(Items excerpted from a collection)
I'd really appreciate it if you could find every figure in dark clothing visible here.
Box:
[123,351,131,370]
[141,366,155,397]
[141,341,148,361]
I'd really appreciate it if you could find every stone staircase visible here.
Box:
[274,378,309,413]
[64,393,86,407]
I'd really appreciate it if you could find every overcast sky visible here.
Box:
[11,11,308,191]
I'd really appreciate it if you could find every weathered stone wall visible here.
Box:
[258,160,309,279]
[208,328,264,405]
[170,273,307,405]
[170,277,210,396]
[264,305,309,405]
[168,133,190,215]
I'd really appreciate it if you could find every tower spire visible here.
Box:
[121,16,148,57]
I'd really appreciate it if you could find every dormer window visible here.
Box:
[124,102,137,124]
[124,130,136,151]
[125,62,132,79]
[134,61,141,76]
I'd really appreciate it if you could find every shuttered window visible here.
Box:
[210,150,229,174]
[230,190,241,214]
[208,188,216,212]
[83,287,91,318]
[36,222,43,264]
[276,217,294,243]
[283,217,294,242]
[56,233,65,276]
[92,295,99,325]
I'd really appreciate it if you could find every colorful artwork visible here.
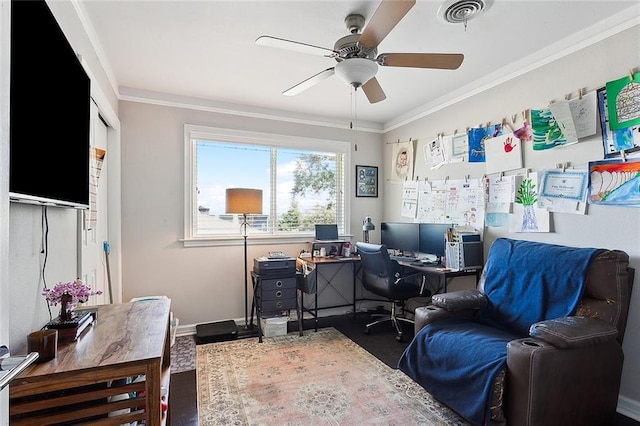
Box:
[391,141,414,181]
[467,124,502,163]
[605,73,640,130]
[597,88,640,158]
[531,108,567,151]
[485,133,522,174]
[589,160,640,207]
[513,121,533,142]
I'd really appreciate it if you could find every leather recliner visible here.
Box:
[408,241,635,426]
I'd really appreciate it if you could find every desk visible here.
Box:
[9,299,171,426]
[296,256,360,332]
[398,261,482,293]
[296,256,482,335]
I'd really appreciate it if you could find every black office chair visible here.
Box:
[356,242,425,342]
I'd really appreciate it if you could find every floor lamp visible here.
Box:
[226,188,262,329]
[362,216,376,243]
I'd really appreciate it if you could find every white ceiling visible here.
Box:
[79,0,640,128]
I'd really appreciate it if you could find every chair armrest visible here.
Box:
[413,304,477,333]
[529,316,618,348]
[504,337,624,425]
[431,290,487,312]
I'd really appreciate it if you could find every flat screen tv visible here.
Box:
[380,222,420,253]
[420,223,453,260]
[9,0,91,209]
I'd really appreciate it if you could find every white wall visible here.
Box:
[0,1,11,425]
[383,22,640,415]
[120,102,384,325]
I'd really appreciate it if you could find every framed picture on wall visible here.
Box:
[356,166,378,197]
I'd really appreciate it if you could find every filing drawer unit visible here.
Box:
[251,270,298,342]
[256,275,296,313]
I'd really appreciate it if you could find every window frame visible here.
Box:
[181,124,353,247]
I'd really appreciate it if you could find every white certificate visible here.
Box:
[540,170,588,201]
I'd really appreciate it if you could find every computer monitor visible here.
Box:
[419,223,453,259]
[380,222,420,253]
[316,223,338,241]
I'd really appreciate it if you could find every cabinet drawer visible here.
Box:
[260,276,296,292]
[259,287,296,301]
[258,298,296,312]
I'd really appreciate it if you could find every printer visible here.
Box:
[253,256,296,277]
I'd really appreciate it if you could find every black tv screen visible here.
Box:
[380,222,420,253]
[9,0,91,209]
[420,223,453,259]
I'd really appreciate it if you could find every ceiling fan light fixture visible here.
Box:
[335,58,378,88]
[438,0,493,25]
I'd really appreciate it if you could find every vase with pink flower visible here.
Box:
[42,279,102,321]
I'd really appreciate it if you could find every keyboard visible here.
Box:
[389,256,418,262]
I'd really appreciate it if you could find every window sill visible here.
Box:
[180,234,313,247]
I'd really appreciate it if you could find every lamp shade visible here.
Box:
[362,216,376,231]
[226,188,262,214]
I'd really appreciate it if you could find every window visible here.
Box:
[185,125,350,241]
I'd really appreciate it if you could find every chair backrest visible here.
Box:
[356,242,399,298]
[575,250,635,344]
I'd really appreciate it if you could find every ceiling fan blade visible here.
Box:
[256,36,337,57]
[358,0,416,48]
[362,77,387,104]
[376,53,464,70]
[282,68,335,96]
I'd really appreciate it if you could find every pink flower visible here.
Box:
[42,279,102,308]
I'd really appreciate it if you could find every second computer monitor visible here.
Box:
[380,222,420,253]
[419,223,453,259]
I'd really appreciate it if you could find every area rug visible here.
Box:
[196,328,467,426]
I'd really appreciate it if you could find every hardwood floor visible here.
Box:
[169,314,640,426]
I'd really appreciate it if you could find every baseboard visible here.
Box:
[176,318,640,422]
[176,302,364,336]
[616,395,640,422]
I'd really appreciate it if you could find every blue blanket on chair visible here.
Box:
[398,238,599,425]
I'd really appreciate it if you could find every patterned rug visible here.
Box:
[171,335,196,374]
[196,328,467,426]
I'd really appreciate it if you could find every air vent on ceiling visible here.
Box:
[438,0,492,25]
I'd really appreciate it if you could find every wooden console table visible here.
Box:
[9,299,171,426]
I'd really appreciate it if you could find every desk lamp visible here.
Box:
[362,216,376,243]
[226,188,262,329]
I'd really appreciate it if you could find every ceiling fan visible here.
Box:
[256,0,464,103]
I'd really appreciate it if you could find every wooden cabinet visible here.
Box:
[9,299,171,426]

--

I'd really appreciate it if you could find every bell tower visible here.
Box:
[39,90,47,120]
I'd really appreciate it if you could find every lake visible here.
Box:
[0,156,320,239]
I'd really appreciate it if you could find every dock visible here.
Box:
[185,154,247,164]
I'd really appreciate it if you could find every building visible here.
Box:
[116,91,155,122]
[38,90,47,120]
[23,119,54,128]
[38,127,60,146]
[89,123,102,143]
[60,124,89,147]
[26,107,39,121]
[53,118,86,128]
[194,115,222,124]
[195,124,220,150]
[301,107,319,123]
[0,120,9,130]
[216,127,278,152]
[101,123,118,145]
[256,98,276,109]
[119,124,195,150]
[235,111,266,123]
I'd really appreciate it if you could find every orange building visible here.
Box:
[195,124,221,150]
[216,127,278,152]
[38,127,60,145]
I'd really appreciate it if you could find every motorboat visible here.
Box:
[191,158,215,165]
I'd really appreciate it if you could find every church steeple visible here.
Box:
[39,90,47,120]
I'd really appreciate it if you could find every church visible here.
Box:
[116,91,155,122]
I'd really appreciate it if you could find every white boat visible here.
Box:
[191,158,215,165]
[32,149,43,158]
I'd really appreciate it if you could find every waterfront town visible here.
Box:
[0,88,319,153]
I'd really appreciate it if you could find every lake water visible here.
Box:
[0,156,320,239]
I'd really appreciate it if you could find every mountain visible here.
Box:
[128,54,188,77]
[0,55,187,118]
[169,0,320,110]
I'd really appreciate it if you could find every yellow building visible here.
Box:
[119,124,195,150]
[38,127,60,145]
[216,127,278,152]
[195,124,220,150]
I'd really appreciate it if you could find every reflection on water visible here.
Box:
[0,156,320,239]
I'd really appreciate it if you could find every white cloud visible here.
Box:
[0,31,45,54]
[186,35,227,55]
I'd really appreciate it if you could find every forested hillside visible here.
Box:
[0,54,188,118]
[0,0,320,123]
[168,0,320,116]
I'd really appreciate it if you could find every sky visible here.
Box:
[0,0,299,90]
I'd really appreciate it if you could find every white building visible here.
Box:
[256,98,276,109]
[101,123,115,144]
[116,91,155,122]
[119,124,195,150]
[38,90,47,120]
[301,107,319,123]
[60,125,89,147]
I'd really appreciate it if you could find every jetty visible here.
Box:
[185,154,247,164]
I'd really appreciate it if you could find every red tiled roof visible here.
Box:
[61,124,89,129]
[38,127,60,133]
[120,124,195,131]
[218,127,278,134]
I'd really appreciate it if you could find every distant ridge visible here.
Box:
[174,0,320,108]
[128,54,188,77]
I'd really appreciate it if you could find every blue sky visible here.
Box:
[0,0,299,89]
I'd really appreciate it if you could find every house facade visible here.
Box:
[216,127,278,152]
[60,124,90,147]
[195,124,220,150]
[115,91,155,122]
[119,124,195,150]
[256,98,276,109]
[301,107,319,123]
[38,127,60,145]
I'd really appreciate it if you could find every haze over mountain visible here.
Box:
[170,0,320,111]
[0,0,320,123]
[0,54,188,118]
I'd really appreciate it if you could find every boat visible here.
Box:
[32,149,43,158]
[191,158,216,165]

▸ Exercise task
Output the lines between the one containing "I'd really appreciate it if you could find every figure" and the one containing "[168,133,190,215]", inclusive, reproducing them verbatim.

▸ Expected output
I'd really appreciate it if you could find every figure in dark clothing visible here.
Box:
[123,351,131,370]
[141,366,155,397]
[141,341,148,361]
I'd really appreciate it if you could find every stone staircase visible here.
Box:
[274,378,309,413]
[64,393,86,407]
I'd really appreciate it if you could find every overcast sky visible here.
Box:
[11,11,308,191]
I'd really appreciate it if you could find every weathered stone wall visible here.
Box:
[258,160,309,279]
[208,328,264,405]
[170,273,307,405]
[170,277,210,396]
[264,305,309,405]
[168,133,190,215]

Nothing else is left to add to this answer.